── Dataset records ──

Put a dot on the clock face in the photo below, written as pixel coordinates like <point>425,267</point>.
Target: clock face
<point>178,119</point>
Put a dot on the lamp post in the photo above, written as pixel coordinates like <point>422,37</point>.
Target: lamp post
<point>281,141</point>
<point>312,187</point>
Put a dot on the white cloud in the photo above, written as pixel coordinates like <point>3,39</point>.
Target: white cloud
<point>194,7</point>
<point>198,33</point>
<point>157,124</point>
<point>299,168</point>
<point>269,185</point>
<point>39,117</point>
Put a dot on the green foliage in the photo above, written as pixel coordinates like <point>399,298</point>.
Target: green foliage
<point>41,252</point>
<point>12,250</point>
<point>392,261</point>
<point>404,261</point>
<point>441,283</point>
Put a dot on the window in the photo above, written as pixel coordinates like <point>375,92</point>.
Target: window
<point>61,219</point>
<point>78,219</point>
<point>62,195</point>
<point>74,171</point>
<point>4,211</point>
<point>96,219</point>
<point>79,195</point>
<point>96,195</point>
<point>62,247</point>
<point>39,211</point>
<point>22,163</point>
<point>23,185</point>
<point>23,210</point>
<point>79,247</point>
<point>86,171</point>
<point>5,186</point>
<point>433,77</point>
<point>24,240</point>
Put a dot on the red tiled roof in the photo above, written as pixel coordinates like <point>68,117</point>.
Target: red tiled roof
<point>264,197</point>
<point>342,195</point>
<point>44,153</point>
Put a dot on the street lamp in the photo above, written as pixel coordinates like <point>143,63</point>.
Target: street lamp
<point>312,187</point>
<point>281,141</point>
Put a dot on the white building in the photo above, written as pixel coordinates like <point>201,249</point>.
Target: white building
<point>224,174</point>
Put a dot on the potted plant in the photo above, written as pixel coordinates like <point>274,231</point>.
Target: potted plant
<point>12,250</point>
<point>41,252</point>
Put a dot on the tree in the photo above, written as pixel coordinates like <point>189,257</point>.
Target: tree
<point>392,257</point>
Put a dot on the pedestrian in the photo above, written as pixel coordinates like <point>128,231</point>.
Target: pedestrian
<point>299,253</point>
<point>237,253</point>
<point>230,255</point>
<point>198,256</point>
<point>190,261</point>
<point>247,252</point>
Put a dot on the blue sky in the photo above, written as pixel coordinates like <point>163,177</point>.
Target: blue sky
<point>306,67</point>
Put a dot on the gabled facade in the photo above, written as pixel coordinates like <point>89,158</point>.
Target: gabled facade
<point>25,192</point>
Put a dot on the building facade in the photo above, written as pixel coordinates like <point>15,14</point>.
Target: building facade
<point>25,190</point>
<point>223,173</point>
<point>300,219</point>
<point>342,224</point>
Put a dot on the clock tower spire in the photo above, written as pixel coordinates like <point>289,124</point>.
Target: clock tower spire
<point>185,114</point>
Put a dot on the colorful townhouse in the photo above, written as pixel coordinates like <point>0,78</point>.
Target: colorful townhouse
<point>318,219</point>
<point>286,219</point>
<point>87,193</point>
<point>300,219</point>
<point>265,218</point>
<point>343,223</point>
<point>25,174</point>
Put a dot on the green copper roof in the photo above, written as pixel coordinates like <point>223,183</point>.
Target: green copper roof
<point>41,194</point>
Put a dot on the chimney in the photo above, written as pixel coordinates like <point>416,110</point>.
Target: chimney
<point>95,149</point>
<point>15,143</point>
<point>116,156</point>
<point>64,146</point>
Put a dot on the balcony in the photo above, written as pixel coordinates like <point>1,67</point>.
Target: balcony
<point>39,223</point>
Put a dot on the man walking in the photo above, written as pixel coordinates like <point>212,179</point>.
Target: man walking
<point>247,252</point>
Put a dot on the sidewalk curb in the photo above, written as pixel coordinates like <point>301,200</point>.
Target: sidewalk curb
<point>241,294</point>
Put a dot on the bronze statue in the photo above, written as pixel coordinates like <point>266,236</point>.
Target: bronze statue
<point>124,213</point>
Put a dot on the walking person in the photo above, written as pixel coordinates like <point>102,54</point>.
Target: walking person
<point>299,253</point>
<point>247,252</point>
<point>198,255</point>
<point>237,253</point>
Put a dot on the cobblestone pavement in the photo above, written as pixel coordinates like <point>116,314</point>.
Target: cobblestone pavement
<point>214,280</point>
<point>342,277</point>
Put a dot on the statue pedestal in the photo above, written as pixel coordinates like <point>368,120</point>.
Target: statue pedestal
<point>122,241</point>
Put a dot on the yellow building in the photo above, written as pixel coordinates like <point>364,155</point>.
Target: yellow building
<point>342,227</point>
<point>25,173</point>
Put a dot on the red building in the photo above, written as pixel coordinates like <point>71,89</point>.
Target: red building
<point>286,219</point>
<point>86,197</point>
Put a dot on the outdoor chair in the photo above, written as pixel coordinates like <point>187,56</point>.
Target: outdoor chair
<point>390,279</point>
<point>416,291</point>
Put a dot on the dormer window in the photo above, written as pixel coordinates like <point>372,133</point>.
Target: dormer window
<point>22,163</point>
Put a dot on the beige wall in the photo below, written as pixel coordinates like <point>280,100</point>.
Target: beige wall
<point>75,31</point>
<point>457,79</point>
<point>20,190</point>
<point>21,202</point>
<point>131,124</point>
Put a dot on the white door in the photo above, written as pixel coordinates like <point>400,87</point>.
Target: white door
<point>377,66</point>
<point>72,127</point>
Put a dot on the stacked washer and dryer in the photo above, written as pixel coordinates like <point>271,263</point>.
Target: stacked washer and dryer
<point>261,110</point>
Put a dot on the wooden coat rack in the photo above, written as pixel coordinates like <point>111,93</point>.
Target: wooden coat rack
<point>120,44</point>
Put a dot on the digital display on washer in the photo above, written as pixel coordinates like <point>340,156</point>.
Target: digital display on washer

───

*What is expected*: Using the data above, output each line exactly.

*Result for this task*:
Put a dot on the clock face in the photo below, written as pixel coordinates like <point>425,267</point>.
Target: clock face
<point>178,119</point>
Put a dot on the lamp post in the photo above, written as pixel coordinates like <point>422,37</point>.
Target: lamp post
<point>281,141</point>
<point>312,187</point>
Put a dot on the white cloud in the photo above, written as pixel coordinates like <point>3,39</point>.
Target: white cloud
<point>194,7</point>
<point>198,33</point>
<point>157,124</point>
<point>299,168</point>
<point>269,185</point>
<point>39,117</point>
Put a dot on the green foliage in the photo above, written as pixel coordinates like <point>399,298</point>.
Target: green foliage
<point>41,252</point>
<point>12,250</point>
<point>392,261</point>
<point>404,261</point>
<point>441,283</point>
Put a dot on the window in the photo above, written as pixel coordinates like <point>375,92</point>.
Target: window
<point>61,219</point>
<point>78,219</point>
<point>62,195</point>
<point>74,171</point>
<point>4,211</point>
<point>96,219</point>
<point>79,195</point>
<point>96,195</point>
<point>62,247</point>
<point>39,211</point>
<point>22,163</point>
<point>23,185</point>
<point>23,210</point>
<point>79,247</point>
<point>86,171</point>
<point>5,186</point>
<point>433,77</point>
<point>24,240</point>
Put a dot on the red tiled roof in the photo above, written as pixel coordinates like <point>68,117</point>.
Target: red tiled roof
<point>264,197</point>
<point>342,195</point>
<point>44,153</point>
Put a dot on the street lamp in the photo above, written as pixel coordinates like <point>143,63</point>.
Target: street lamp
<point>312,187</point>
<point>281,141</point>
Put a dot on the white building in the photo above, written as pixel coordinates like <point>201,249</point>.
Target: white building
<point>224,174</point>
Put a dot on the potted plant in the photo above, written as pixel coordinates like <point>274,231</point>.
Target: potted plant
<point>12,250</point>
<point>41,252</point>
Put a dot on the tree in the photo above, written as pixel coordinates like <point>189,257</point>.
Target: tree
<point>392,257</point>
Put a dot on the pedestrian in the photo above, written as pixel coordinates like <point>128,231</point>.
Target: pedestrian
<point>299,253</point>
<point>237,253</point>
<point>230,255</point>
<point>198,256</point>
<point>190,261</point>
<point>247,252</point>
Put a dot on the blue sky in the photo above, written as pixel coordinates like <point>163,177</point>.
Target: blue sky
<point>306,67</point>
Put a dot on the gabled facade in the photo above, written as pixel coordinates like <point>89,158</point>.
Target: gabled facade
<point>25,192</point>
Put a dot on the building facade in the photo above, written as pixel coordinates like <point>15,14</point>.
Target: building facade
<point>25,190</point>
<point>223,173</point>
<point>300,219</point>
<point>342,224</point>
Put a dot on the clock tower spire in the photo above, written as pixel coordinates like <point>289,124</point>.
Target: clock tower spire
<point>185,114</point>
Put a dot on the colorful townhouse in the photo above, written as pixel coordinates like <point>0,78</point>.
Target: colorful townhouse
<point>318,219</point>
<point>286,219</point>
<point>87,193</point>
<point>300,219</point>
<point>265,218</point>
<point>343,223</point>
<point>25,174</point>
Put a dot on the green copper roof in the photo above, written as pixel coordinates like <point>223,183</point>.
Target: green copper roof
<point>41,194</point>
Put a dot on the chimney in the photo above, written as pixel coordinates like <point>416,110</point>.
Target: chimney
<point>95,149</point>
<point>15,143</point>
<point>116,156</point>
<point>64,146</point>
Put a dot on the balcony in the photo above, written as pixel coordinates like <point>1,67</point>.
Target: balcony
<point>39,223</point>
Put a dot on the man walking in the photo above, written as pixel coordinates like <point>212,179</point>.
Target: man walking
<point>247,252</point>
Put a dot on the sidewalk curb in the photo above, written as pixel coordinates like <point>301,200</point>.
Target: sidewalk curb
<point>241,294</point>
Put a dot on the bronze statue in the photo above, written as pixel coordinates like <point>266,236</point>.
Target: bronze statue
<point>124,213</point>
Put a dot on the walking person in the photo above, written as pixel coordinates like <point>102,54</point>.
Target: walking person
<point>299,253</point>
<point>247,252</point>
<point>198,255</point>
<point>237,253</point>
Put a dot on the cobblestone pavement in the photo above, written as pixel coordinates like <point>116,314</point>.
Target: cobblestone pavement
<point>214,280</point>
<point>342,277</point>
Put a dot on the statue pedestal in the photo above, written as pixel coordinates like <point>368,120</point>.
Target: statue pedestal
<point>122,241</point>
Put a dot on the yellow building in the photo above, written as pixel coordinates like <point>364,155</point>.
Target: yellow building
<point>342,227</point>
<point>25,173</point>
Put a dot on the red building in the photo above, written as pixel coordinates like <point>71,89</point>.
Target: red building
<point>286,219</point>
<point>86,197</point>
Put a dot on the outdoor chair in the photo above, written as pixel coordinates like <point>187,56</point>.
Target: outdoor chair
<point>390,279</point>
<point>416,291</point>
Put a dot on the dormer window in the photo above, written as pixel coordinates like <point>372,133</point>.
Target: dormer window
<point>22,163</point>
Put a dot on the beige wall in the photo below, written as pixel coordinates like <point>280,100</point>.
Target: beige wall
<point>75,31</point>
<point>457,79</point>
<point>20,190</point>
<point>21,202</point>
<point>131,124</point>
Put a dot on the white door in the photo above, written as pixel coordinates like <point>400,87</point>.
Target: white door
<point>377,66</point>
<point>72,127</point>
Put a dot on the stacked washer and dryer in the photo above, written as pixel coordinates like <point>271,263</point>.
Target: stacked washer and dryer
<point>261,110</point>
Put a dot on the wooden coat rack in the photo above, written as pixel coordinates like <point>111,93</point>.
Target: wooden coat rack
<point>120,44</point>
Put a dot on the digital display on washer in the photo above, written as pixel coordinates like <point>340,156</point>.
Target: digital display on washer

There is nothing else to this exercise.